=== TRECHO ===
Dom Alberto Taveira Corrêa
Arcebispo de Belém do Pará (PA)
Recentemente apareceram notícias de 
pessoas sendo crucificadas! Em nosso tempo praças ficaram cheias de 
gente pregada na cruz, outras degoladas, levas de homens, mulheres e 
crianças, enfermos, anciãos, num roldão de intolerância impensável em 
tempos que se consideram civilizados. É a cruz que comparece de novo!
Percorrendo estradas, pelo Brasil afora,
 não é raro encontrar em algumas colinas a Cruz, elevada e imponente, 
muitas vezes iluminada, outras enfeitadas com os símbolos da paixão de 
Cristo, cravos, coroa, lençol ou lança. E a mesma Cruz é vista, como 
sinal de fé, em locais marcados por acidentes, nos quais homens e 
mulheres tiveram suas vidas ceifadas. É ainda a Cruz que comparece 
serena sobre as sepulturas cristãs, como identificação do tipo de pessoa
 ali plantada, no respeito ao corpo marcado pela graça do Batismo. Ela 
ainda é vista em salas de aulas, repartições públicas, tribunais e em 
nossas casas, trabalhada pela arte e pela devoção de gerações de 
cristãos, vista de diversas perspectivas. Muitos a trazem como enfeite 
precioso, outros a escolhem de lenho despojado, para declarar os rumos 
de suas opções de fé. O sinal da Santa Cruz, que nos livra dos inimigos 
estará sempre presente, onde quer que esteja um homem ou mulher de fé. E
 a Igreja celebra a Exaltação da Santa Cruz como uma grande festa, 
sabendo que a sabedoria nela escondida e revelada continuará atual e 
poderosa.
Contam-se histórias, inventadas com 
verdade e singeleza, como aquela da pessoa que julgava pesada a própria 
cruz. Deixada na liberdade da escolha, foi procurar num imaginado 
"depósito" de cruzes, a mais adequada às suas condições. Depois de muito
 analisar, não se apercebeu a mesma cruz deixada à porta, foi de novo 
abraçada e carregada. Outro personagem descobriu que a Cruz considerada 
muito grande era justamente a medida de uma ponte necessária à superação
 de um abismo. São formas simpáticas, criadas pelo imaginário popular, 
com as quais o Evangelho da Cruz, tão antigo e novo e, mais ainda, 
necessário, continua a ser anunciado nos púlpitos do cotidiano. Por mais
 que dela se pretenda escapar, a Cruz comparecerá nas curvas da vida, e 
não há exceções.
=== DADOS FORNECIDOS ===
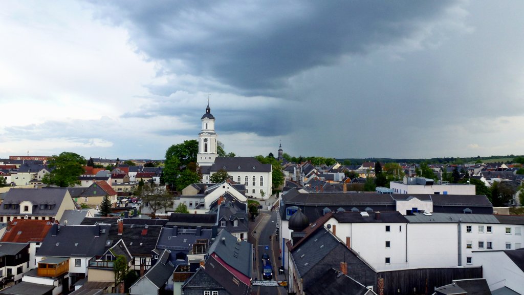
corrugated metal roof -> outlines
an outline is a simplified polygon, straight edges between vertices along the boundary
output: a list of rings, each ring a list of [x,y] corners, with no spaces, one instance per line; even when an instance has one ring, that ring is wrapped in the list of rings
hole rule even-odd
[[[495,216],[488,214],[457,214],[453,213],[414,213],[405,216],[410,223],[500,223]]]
===
=== DADOS FORNECIDOS ===
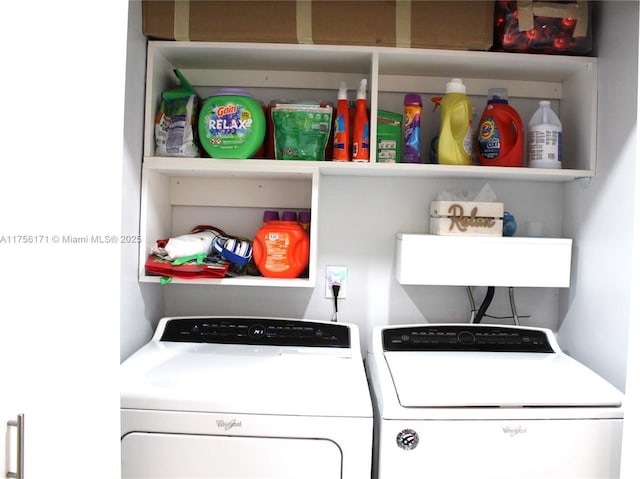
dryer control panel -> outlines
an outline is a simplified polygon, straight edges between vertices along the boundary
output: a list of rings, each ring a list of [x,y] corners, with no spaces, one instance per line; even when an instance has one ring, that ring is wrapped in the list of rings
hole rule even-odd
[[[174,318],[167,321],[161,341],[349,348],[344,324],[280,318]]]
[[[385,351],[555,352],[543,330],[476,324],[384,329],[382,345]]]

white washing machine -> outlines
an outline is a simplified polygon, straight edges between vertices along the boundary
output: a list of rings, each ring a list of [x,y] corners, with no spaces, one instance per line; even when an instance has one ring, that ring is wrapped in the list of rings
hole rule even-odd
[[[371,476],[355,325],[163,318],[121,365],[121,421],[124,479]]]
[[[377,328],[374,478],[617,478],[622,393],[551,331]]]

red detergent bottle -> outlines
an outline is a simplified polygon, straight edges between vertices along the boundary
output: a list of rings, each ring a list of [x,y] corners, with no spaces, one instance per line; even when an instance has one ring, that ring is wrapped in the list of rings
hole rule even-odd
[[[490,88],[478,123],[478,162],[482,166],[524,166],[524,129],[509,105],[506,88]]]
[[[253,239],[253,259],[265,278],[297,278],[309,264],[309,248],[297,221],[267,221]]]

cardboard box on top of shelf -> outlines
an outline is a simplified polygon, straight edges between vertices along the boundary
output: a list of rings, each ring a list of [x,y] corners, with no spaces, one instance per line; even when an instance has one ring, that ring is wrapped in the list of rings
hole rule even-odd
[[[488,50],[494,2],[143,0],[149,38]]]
===
**TAREFAS:**
**A)** Responda às perguntas com base no trecho:
(i) Segundo o trecho, em que locais a Cruz é vista como sinal de fé onde homens e mulheres tiveram suas vidas ceifadas?
(ii) Que festa a Igreja celebra?
(iii) O que outro personagem descobriu sobre a Cruz considerada muito grande?
**B)** Transcreva do trecho a parte que começa nas palavras "Contam-se histórias, inventadas" e termina depois de "não há exceções.".
A listagem é um material independente do trecho.

**RESPOSTAS EM ORDEM:**
**A)**
(i) Em locais marcados por acidentes.
(ii) A Exaltação da Santa Cruz.
(iii) Que ela era justamente a medida de uma ponte necessária à superação de um abismo.

**B)**
Contam-se histórias, inventadas com 
verdade e singeleza, como aquela da pessoa que julgava pesada a própria 
cruz. Deixada na liberdade da escolha, foi procurar num imaginado 
"depósito" de cruzes, a mais adequada às suas condições. Depois de muito
 analisar, não se apercebeu a mesma cruz deixada à porta, foi de novo 
abraçada e carregada. Outro personagem descobriu que a Cruz considerada 
muito grande era justamente a medida de uma ponte necessária à superação
 de um abismo. São formas simpáticas, criadas pelo imaginário popular, 
com as quais o Evangelho da Cruz, tão antigo e novo e, mais ainda, 
necessário, continua a ser anunciado nos púlpitos do cotidiano. Por mais
 que dela se pretenda escapar, a Cruz comparecerá nas curvas da vida, e 
não há exceções.